She and her family were hounded by the media after her father’s arrest. They hid, and talked through doors, asking people to go away.

“Oprah called. Diane Sawyer called. I saw my father’s picture on CNN. It was insane,” Rawson said.

She said it hurt to hear that Ken Landwehr died of kidney cancer earlier this year. Landwehr was the Wichita police homicide unit commander who devised the strategy to capture her father after the serial killer resurfaced with taunting messages sent to police and the media in 2004.

Landwehr “and Kelly Otis (a police detective on the BTK task force) were very kind to me and my family,” Rawson said. “They helped us get through it, talked to us with a lot of kindness.”

She’s grateful to Landwehr for two other reasons.

He and his task force removed a serial killer from freedom. And they publicly defended the rest of the family, saying in interviews that they were sure the other Raders, including her mother, Paula, did not know what Dennis was doing in the 31 years that he stalked women, killed 10 people and remained free.


In the nine years since her father’s capture in February 2005, a statement she and her mother Paula have heard repeatedly was that Paula knew all along.

“No way could she have known,” Rawson said. “She wouldn’t have raised us with him.”

Otis said she’s right.

“It’s absolutely true; they never knew about it,” Otis said.

Otis, now chief of investigations for the Sedgwick County district attorney, said he thinks it is unfortunate that King is basing the short story on the BTK story.

“Dennis Rader got sexually aroused every time he relived what he did to those victims,” Otis said. “I can absolutely guarantee that that’s what he will do now that he’ll know that King is basing this story on him.”

Katherine Monoghan, a publicist for King, who is scheduled to speak in Wichita on Nov. 14, said King was traveling by air Thursday and wasn’t available to respond to Rawson’s comments.

But on King’s website he wrote this about the inspiration for his short story, “A Good Marriage”:

“This story came to my mind after reading an article about Dennis Rader, the infamous BTK (bind, torture, and kill) murderer who took the lives of ten people – mostly women, but two of his victims were children – over a period of roughly sixteen years.

“In many cases, he mailed pieces of his victims’ identification to the police. Paula Rader was married to this monster for thirty-four years, and many in the Wichita area, where Rader claimed his victims, refuse to believe that she could live with him and not know what he was doing.

“I did believe – I do believe – and I wrote this story to explore what might happen in such a case if the wife suddenly found out about her husband’s awful hobby.

“I also wrote it to explore the idea that it’s impossible to fully know anyone, even those we love the most.”

A synopsis of King’s story on the website says: “Darcy Anderson learns more about her husband of over twenty years than she would have liked to know when she stumbles literally upon a box under a worktable in their garage.”

Dennis Rader remains in “special management” at El Dorado Correctional Facility, prison records show.

▶ [RECORDS]
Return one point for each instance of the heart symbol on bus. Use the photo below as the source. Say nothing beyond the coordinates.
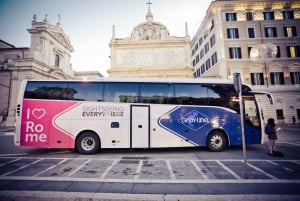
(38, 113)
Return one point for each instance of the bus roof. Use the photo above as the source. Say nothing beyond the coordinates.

--

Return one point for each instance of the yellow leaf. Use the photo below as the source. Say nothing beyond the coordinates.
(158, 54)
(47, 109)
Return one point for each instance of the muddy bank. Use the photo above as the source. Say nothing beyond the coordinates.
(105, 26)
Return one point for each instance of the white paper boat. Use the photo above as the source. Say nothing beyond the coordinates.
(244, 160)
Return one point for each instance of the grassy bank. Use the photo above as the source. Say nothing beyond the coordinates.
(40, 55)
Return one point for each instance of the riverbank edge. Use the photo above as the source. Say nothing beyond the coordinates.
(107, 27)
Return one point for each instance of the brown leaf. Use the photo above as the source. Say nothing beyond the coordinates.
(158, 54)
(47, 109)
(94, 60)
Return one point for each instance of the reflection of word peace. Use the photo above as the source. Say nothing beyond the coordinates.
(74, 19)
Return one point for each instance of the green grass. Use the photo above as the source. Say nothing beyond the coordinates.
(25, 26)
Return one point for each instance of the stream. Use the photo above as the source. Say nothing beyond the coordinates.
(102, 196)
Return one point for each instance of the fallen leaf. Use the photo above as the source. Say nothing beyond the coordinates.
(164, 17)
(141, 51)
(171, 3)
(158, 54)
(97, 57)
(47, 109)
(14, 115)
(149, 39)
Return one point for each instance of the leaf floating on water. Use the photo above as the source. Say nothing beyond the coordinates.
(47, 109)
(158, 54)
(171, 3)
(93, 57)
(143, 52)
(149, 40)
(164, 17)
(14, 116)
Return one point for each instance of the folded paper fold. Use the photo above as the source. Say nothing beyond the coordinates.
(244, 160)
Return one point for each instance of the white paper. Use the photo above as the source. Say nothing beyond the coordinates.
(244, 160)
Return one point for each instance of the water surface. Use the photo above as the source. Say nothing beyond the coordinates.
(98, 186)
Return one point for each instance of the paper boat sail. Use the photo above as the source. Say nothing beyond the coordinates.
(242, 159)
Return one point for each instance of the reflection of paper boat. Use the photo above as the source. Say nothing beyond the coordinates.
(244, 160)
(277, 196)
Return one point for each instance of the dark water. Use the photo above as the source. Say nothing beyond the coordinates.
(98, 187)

▶ [WORK TO BE COMPLETED] In the article about Dennis Rader's daughter, transcribe the stretch from "A synopsis of" through "prison records show.". The data has nothing to do with the text.

▶ [RESULT]
A synopsis of King’s story on the website says: “Darcy Anderson learns more about her husband of over twenty years than she would have liked to know when she stumbles literally upon a box under a worktable in their garage.”

Dennis Rader remains in “special management” at El Dorado Correctional Facility, prison records show.